WHAT IS REQUIRED: In the data below, find every line that has the string "wall", and copy it.

Stored data
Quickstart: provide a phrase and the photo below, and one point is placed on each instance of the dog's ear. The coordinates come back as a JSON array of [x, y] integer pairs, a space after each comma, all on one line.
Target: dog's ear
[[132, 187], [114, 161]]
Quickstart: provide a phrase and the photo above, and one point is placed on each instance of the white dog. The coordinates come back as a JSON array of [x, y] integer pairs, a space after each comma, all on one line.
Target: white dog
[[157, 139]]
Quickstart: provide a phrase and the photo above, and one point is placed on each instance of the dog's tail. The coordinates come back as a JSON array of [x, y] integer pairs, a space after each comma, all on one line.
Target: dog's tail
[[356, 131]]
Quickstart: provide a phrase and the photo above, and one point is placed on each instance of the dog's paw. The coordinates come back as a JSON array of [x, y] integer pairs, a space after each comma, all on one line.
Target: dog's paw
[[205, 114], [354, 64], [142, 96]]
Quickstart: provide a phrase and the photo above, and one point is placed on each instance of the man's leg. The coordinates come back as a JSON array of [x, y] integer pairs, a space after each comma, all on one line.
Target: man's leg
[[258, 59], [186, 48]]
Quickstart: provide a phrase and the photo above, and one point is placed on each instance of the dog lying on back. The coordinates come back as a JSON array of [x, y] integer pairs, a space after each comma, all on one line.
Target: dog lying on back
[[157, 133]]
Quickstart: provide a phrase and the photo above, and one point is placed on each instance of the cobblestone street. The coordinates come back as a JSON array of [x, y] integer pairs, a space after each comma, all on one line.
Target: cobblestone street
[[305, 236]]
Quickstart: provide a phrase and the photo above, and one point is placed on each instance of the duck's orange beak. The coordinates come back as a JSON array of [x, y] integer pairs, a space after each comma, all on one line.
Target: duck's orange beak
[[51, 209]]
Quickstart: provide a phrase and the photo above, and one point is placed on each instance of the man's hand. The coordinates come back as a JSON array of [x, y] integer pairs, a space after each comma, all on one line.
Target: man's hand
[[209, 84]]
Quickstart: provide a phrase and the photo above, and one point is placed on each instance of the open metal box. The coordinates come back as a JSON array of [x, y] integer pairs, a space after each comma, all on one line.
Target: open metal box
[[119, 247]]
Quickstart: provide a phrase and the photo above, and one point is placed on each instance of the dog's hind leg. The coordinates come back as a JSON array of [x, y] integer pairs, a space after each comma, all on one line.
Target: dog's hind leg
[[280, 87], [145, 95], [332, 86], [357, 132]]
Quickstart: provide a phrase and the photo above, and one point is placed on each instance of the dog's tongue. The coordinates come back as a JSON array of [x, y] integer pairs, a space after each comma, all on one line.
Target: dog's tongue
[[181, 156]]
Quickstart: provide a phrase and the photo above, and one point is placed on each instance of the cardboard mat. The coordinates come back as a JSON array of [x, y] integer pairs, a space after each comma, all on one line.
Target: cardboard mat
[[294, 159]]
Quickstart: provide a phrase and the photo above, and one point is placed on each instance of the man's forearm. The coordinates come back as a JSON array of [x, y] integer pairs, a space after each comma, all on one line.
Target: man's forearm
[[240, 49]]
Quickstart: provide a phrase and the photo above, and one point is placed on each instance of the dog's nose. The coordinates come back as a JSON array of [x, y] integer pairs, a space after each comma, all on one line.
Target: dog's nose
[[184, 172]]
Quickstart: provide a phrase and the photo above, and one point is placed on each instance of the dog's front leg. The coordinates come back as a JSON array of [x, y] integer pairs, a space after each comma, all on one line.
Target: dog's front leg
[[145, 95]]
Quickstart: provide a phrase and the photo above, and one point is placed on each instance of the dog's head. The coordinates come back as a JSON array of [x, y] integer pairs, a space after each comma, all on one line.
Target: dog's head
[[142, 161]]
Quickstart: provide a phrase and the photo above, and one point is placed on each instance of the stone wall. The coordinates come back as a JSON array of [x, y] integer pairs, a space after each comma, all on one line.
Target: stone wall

EXERCISE SOLUTION:
Quickstart: provide a phrase and the photo above, and one point is placed on each instance of the stone wall. The coordinates come back as a JSON array of [x, y] integer pairs, a space after each comma, all on one line.
Target: stone wall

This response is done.